====== Extracted entries

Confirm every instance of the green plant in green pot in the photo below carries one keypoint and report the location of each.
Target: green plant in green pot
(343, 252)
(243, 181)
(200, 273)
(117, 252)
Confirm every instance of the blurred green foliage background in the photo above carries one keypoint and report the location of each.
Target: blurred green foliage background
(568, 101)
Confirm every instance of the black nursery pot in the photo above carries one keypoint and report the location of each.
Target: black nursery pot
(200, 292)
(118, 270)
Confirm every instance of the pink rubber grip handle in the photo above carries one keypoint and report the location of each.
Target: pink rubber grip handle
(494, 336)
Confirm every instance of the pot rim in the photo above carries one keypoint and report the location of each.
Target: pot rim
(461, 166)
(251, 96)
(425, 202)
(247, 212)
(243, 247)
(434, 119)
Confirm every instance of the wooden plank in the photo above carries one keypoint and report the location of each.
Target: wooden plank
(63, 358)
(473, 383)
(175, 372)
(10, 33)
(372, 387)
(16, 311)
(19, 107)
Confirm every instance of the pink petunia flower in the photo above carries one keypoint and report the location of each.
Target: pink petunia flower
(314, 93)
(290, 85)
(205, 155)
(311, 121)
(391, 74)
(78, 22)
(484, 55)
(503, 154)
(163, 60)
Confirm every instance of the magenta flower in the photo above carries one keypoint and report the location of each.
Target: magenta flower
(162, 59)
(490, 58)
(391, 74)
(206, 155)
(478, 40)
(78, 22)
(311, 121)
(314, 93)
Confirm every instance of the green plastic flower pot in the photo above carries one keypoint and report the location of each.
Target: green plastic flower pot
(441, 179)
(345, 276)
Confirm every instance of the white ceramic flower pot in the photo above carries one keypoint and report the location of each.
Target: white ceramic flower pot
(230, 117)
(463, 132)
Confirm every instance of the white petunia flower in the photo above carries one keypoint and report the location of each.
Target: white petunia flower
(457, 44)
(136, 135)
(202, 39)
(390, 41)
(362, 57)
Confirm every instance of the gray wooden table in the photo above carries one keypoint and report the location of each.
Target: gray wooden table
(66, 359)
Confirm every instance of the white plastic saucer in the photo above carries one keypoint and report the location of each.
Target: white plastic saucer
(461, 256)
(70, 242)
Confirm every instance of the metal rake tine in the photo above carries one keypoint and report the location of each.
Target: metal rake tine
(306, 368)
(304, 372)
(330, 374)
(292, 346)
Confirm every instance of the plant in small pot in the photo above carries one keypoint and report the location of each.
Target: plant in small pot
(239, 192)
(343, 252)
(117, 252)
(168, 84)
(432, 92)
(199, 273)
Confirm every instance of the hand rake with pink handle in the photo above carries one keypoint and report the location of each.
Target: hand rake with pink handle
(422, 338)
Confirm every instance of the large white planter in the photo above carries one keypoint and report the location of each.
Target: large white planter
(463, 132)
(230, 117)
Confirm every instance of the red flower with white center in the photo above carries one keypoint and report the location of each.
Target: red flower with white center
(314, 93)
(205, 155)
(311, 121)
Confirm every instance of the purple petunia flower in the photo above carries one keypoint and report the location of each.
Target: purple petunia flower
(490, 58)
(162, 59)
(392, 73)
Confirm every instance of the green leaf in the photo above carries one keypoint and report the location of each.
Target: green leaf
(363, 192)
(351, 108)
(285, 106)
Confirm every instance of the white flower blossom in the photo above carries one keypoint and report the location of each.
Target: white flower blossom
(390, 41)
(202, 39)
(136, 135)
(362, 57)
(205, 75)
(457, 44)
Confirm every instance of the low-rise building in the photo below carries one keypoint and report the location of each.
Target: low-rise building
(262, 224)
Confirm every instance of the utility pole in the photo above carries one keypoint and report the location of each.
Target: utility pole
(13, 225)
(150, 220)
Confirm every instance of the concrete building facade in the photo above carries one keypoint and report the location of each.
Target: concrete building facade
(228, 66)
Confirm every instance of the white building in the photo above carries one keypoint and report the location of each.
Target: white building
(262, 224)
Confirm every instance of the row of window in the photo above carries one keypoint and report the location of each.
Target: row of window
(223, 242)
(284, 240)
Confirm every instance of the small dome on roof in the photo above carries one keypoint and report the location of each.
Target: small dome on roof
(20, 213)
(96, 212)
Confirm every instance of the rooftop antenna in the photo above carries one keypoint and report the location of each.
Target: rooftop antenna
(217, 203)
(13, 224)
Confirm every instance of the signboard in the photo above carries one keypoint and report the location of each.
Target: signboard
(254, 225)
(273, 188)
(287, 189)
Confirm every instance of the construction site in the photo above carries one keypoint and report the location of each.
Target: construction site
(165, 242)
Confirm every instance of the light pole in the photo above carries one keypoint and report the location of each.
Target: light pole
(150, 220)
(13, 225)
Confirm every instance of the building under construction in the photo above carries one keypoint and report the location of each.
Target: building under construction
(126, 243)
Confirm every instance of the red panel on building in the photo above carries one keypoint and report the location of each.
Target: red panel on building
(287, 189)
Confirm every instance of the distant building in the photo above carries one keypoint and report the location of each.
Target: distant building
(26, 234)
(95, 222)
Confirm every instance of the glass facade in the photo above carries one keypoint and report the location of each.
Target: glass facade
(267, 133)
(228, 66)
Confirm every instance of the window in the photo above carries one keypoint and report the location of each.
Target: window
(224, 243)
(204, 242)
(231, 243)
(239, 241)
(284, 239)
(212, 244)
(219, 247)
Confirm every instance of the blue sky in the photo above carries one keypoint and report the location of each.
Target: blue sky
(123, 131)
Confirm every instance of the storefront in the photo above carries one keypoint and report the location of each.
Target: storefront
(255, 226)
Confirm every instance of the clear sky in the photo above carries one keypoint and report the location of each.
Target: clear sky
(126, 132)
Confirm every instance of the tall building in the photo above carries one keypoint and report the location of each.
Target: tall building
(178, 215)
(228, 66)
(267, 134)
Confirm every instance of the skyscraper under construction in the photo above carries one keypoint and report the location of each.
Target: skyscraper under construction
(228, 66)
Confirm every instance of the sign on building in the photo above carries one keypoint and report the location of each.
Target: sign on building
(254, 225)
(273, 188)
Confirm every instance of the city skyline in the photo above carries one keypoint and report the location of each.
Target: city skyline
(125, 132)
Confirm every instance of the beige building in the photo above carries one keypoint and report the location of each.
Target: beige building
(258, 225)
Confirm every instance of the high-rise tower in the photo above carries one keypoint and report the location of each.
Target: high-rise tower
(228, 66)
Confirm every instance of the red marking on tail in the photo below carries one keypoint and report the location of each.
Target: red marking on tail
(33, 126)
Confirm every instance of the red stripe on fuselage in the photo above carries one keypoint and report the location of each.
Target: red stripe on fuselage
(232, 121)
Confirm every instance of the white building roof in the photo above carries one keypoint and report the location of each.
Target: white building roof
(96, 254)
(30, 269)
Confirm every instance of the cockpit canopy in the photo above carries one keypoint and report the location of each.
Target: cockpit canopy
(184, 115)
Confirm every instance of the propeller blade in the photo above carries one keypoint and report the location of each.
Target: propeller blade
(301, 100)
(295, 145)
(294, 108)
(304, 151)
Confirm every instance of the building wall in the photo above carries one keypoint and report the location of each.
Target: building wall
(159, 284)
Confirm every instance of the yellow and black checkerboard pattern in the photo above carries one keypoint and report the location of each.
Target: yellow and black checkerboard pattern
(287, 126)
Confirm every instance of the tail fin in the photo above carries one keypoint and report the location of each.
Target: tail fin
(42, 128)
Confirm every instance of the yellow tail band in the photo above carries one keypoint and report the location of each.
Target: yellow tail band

============

_The problem_
Set out as a numbered list the lines from the one containing "Confirm every instance of the yellow tail" through the last line of the items above, leaving out any blank lines.

_Result of this task_
1. Confirm every instance of the yellow tail band in the photo above carries one keypoint and report the location of each.
2. Target: yellow tail band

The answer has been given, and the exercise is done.